→ **Work instructions**: Render every line of the records below as a Markdown table with the columns Row and Line, numbering rows in order and skipping blank lines. Leave the pictures out.

→ **Extracted entries**:
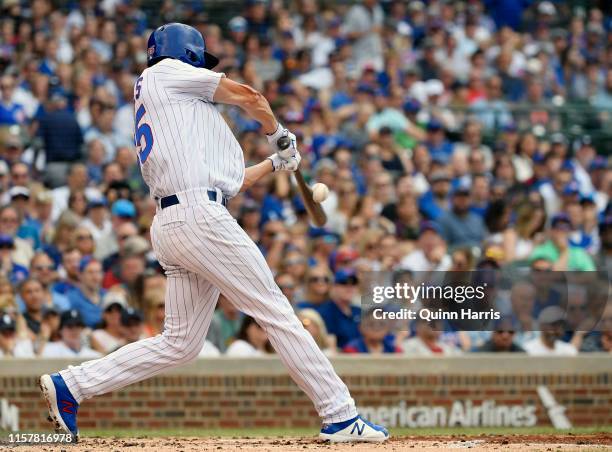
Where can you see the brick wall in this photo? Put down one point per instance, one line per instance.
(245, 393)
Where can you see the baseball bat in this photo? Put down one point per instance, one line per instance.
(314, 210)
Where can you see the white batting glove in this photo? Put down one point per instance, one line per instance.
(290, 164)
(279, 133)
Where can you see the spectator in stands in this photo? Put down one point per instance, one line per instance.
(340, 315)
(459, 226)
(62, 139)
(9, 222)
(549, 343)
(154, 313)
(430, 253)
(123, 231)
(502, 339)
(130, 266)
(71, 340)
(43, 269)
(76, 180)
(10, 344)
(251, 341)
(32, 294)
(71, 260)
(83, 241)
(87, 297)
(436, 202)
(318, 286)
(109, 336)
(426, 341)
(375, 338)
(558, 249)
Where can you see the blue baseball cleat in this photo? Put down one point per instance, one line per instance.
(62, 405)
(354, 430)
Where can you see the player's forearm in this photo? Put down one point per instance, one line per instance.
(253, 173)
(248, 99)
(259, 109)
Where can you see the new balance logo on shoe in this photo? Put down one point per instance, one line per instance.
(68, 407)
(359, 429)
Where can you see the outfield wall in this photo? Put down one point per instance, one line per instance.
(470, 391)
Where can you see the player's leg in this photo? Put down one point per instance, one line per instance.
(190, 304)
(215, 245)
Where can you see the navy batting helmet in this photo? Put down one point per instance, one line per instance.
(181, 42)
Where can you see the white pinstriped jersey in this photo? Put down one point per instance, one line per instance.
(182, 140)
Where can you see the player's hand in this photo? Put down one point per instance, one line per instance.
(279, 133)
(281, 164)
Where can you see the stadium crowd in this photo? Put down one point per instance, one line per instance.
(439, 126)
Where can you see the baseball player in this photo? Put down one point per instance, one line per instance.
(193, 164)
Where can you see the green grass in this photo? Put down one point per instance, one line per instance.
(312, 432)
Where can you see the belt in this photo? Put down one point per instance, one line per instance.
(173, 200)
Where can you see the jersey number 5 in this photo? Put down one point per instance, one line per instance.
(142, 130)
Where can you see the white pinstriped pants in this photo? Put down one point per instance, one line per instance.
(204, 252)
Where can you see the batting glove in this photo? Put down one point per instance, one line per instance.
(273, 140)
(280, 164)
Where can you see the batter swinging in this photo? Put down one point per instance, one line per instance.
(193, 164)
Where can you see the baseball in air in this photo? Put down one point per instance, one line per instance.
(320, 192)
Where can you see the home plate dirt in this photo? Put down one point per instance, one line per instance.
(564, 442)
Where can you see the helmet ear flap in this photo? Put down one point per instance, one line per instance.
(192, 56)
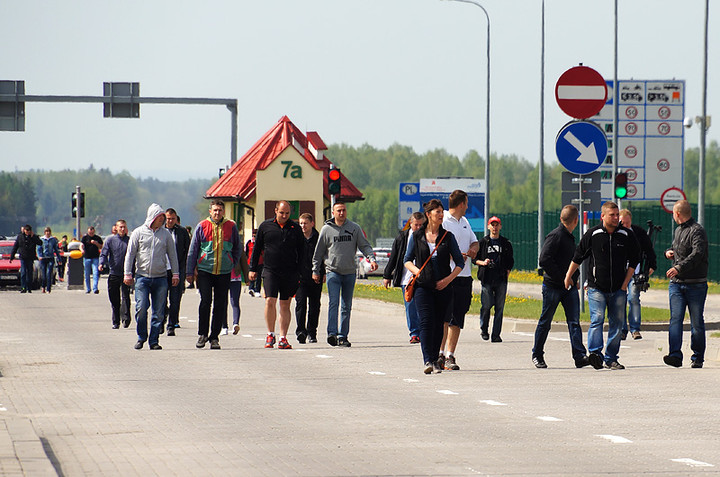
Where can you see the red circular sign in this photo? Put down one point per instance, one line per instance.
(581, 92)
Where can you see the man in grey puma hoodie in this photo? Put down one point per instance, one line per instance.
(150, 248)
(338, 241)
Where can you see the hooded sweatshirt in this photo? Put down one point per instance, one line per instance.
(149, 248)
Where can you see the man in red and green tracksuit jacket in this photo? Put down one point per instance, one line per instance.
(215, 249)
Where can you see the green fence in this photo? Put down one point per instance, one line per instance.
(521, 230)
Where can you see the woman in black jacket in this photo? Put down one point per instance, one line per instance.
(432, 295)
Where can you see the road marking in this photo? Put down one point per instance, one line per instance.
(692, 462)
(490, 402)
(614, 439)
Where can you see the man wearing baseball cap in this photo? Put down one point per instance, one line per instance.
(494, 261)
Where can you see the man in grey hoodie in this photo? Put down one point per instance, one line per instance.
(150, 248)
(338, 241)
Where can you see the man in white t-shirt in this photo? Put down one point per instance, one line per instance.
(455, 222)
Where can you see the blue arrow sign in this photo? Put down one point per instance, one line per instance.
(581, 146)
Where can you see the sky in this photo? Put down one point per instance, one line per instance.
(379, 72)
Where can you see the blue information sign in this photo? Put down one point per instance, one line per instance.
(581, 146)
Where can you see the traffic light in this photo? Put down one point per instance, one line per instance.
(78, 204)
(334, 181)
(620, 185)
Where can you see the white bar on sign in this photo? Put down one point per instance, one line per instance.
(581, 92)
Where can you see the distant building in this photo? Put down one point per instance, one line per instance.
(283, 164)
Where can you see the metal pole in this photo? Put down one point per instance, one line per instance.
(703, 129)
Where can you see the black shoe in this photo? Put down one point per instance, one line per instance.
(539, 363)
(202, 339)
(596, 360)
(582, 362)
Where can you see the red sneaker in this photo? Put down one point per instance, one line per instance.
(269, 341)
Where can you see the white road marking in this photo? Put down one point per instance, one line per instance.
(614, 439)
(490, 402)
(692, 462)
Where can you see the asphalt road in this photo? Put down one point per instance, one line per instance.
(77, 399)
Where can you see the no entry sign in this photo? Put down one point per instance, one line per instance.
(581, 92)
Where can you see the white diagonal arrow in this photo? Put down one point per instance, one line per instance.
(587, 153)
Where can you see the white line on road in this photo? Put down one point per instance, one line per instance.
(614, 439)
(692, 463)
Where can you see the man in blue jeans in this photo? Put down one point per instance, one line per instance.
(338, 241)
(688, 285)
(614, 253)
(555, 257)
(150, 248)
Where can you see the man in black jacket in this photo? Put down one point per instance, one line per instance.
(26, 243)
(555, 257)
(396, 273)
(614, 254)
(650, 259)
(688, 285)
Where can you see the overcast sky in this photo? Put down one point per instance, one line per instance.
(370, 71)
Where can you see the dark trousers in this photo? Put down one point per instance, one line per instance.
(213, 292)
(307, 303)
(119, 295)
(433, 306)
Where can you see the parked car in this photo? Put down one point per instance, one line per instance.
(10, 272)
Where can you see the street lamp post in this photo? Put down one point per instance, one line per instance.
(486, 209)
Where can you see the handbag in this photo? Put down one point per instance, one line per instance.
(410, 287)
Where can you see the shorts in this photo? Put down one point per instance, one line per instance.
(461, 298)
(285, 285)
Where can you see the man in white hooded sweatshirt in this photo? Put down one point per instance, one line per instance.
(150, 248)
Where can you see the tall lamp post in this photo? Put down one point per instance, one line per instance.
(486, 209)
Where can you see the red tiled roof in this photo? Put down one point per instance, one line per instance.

→ **Solution to the exercise**:
| Row | Line |
|---|---|
| 1 | Where can you see the brick wall in this photo? Put down one point per instance, one line per instance. |
| 2 | (245, 393) |
| 3 | Where can you see the baseball bat in this photo? Put down one point per instance, one line per instance. |
| 4 | (314, 210) |
| 5 | Where can you see the white batting glove in this photo? Put down one point per instance, one line per instance. |
| 6 | (290, 164) |
| 7 | (279, 133) |
| 8 | Where can you see the spectator in stands in this photo? Put down one point per instance, one line per instance. |
| 9 | (340, 315) |
| 10 | (459, 226) |
| 11 | (62, 139) |
| 12 | (9, 222) |
| 13 | (549, 343) |
| 14 | (154, 313) |
| 15 | (430, 253) |
| 16 | (123, 231) |
| 17 | (502, 339) |
| 18 | (130, 266) |
| 19 | (71, 340) |
| 20 | (43, 269) |
| 21 | (76, 180) |
| 22 | (10, 344) |
| 23 | (251, 341) |
| 24 | (32, 294) |
| 25 | (71, 260) |
| 26 | (83, 241) |
| 27 | (87, 297) |
| 28 | (436, 202) |
| 29 | (318, 286) |
| 30 | (109, 336) |
| 31 | (426, 341) |
| 32 | (375, 338) |
| 33 | (558, 249) |
| 34 | Where can you see the blue baseball cleat in this photo? Put down one point per instance, one line per instance. |
| 35 | (62, 405) |
| 36 | (354, 430) |
| 37 | Where can you see the player's forearm in this photo? Put down one point per instance, one line per instance. |
| 38 | (253, 173) |
| 39 | (248, 99) |
| 40 | (259, 109) |
| 41 | Where can you see the new balance logo on shoe in this photo? Put down one point per instance, one line per instance. |
| 42 | (68, 407) |
| 43 | (359, 429) |
| 44 | Where can you see the outfield wall in this photo? Put down one point per instance, one line per instance. |
| 45 | (470, 391) |
| 46 | Where can you see the player's leg in this photo? Put down one point per instance, one line per instance. |
| 47 | (190, 304) |
| 48 | (215, 245) |
| 49 | Where can you see the navy batting helmet in this photo? Put down one point per instance, one line per instance. |
| 50 | (181, 42) |
| 51 | Where can you see the white pinstriped jersey in this photo? Put down one point per instance, one line per instance. |
| 52 | (182, 140) |
| 53 | Where can you see the player's hand in this photo? Put down one point per instance, one line per instance. |
| 54 | (279, 133) |
| 55 | (281, 164) |
| 56 | Where can you see the stadium crowd in this photo? Put down one point per instance, one line per instance. |
| 57 | (439, 126) |
| 58 | Where can you see the baseball player in this photo? Put down one point per instance, one line per instance. |
| 59 | (193, 164) |
| 60 | Where can you see the green grass in this photo? Put down one point per instance, one line per instance. |
| 61 | (312, 432) |
| 62 | Where can you see the belt in this photo? Put down one point per instance, one line per instance. |
| 63 | (173, 200) |
| 64 | Where can you see the jersey number 5 in this photo? Put down one point per instance, one line per instance. |
| 65 | (142, 130) |
| 66 | Where can you see the white pinstriped pants in this photo? Put down one point per instance, one line per instance. |
| 67 | (204, 252) |
| 68 | Where can you see the batting glove in this photo? Put down one point per instance, one line per instance. |
| 69 | (273, 140) |
| 70 | (280, 164) |
| 71 | Where can you see the batter swinging in this photo? Put down one point per instance, one line per instance. |
| 72 | (193, 164) |
| 73 | Where can you see the baseball in air in this photo? Put down one point per instance, one line per instance. |
| 74 | (320, 192) |
| 75 | Where can you see the home plate dirt in this photo? Put down one point per instance, one line per instance. |
| 76 | (564, 442) |
| 77 | Where can you see the helmet ear flap in this photo? Put down one point per instance, one line per instance. |
| 78 | (192, 56) |
| 79 | Where can you see the red circular sign in this photo? Put down one point per instance, one line per instance. |
| 80 | (581, 92) |
| 81 | Where can you see the man in grey puma hoodie in this photo? Put down one point per instance, one line per instance. |
| 82 | (150, 248) |
| 83 | (338, 241) |
| 84 | Where can you see the hooded sweatshirt in this photo? Put down one point per instance, one line per instance. |
| 85 | (149, 248) |
| 86 | Where can you see the man in red and green tracksuit jacket in this photo? Put down one point per instance, one line per instance. |
| 87 | (215, 249) |
| 88 | Where can you see the green fence in this photo? Put down one point per instance, one line per instance. |
| 89 | (521, 230) |
| 90 | Where can you see the woman in black jacket in this photo? Put down one point per instance, one line per instance. |
| 91 | (432, 295) |
| 92 | Where can you see the road marking in this photo? Put down one point per instance, one line per instance. |
| 93 | (692, 462) |
| 94 | (490, 402) |
| 95 | (614, 439) |
| 96 | Where can you see the man wearing baseball cap in this photo? Put down one point per instance, one line per instance. |
| 97 | (494, 261) |
| 98 | Where can you see the man in grey hoodie in this photo? Put down one point per instance, one line per instance. |
| 99 | (150, 248) |
| 100 | (338, 241) |
| 101 | Where can you see the man in white t-shirt in this photo? Put down one point per instance, one line per instance. |
| 102 | (455, 222) |
| 103 | Where can you see the blue arrow sign in this photo? Put down one point per instance, one line per instance. |
| 104 | (581, 146) |
| 105 | Where can you see the sky in this photo? Put down one point per instance, one line per instance. |
| 106 | (379, 72) |
| 107 | Where can you see the blue information sign in this photo? Put down one point per instance, one line per instance. |
| 108 | (581, 146) |
| 109 | Where can you see the traffic light in this photo? Put down one point per instance, one line per instance. |
| 110 | (78, 204) |
| 111 | (334, 181) |
| 112 | (620, 185) |
| 113 | Where can you see the white bar on sign in this photo? Put down one point per instance, one line per instance. |
| 114 | (581, 92) |
| 115 | Where can you see the distant building in this photo? Put down one point per instance, one line per instance. |
| 116 | (283, 164) |
| 117 | Where can you see the metal pole in this photo? Put down one point per instance, one line per instance. |
| 118 | (703, 129) |
| 119 | Where can you see the black shoe in this photo? Put down one point per instance, one line per instance. |
| 120 | (539, 363) |
| 121 | (202, 339) |
| 122 | (596, 360) |
| 123 | (582, 362) |
| 124 | Where can you see the red sneaker in this photo? Put down one point per instance, one line per instance. |
| 125 | (269, 341) |
| 126 | Where can you see the white road marking in this photo? Put down one point per instance, one line per instance. |
| 127 | (614, 439) |
| 128 | (490, 402) |
| 129 | (692, 462) |
| 130 | Where can you see the asphalt road in this photo? Put down one point per instance, one line per instance. |
| 131 | (77, 399) |
| 132 | Where can you see the no entry sign in this photo? Put down one point per instance, one line per instance. |
| 133 | (581, 92) |
| 134 | Where can you see the white diagonal arrow in this photo? Put down one point per instance, one line per instance. |
| 135 | (587, 153) |
| 136 | Where can you see the white line on road in this photo? Put down one point per instance, one line per instance. |
| 137 | (614, 439) |
| 138 | (692, 463) |
| 139 | Where can you see the man in blue jeans in this photo? Put down one point per instance, one line per instance. |
| 140 | (338, 241) |
| 141 | (688, 285) |
| 142 | (614, 253) |
| 143 | (555, 257) |
| 144 | (150, 248) |
| 145 | Where can you see the man in black jacket in this photo? Put down one point per instance, one line per instance. |
| 146 | (26, 243) |
| 147 | (555, 257) |
| 148 | (396, 273) |
| 149 | (614, 254) |
| 150 | (650, 259) |
| 151 | (688, 285) |
| 152 | Where can you see the overcast sky in this photo? Put down one point per instance, one line per instance. |
| 153 | (370, 71) |
| 154 | Where can you see the dark trousers in this photo? Put down one point per instance, one line per instance. |
| 155 | (213, 292) |
| 156 | (307, 303) |
| 157 | (119, 295) |
| 158 | (433, 306) |
| 159 | Where can you see the parked car in this photo? Put down one point per instance, one line per instance. |
| 160 | (10, 272) |
| 161 | Where can you see the street lamp post in this photo? Put down one point per instance, one line per instance. |
| 162 | (486, 209) |
| 163 | Where can you see the handbag in this photo? Put down one point per instance, one line per instance. |
| 164 | (410, 287) |
| 165 | Where can you see the shorts in this photo? Put down one point per instance, one line per instance. |
| 166 | (461, 298) |
| 167 | (285, 285) |
| 168 | Where can you see the man in white hooded sweatshirt in this photo? Put down one point per instance, one line per instance. |
| 169 | (150, 248) |
| 170 | Where can you see the tall lamp post in this photo? Put down one point per instance, one line per instance. |
| 171 | (486, 209) |
| 172 | Where can you see the red tiled roof in this photo? Put down one point per instance, one line per instance. |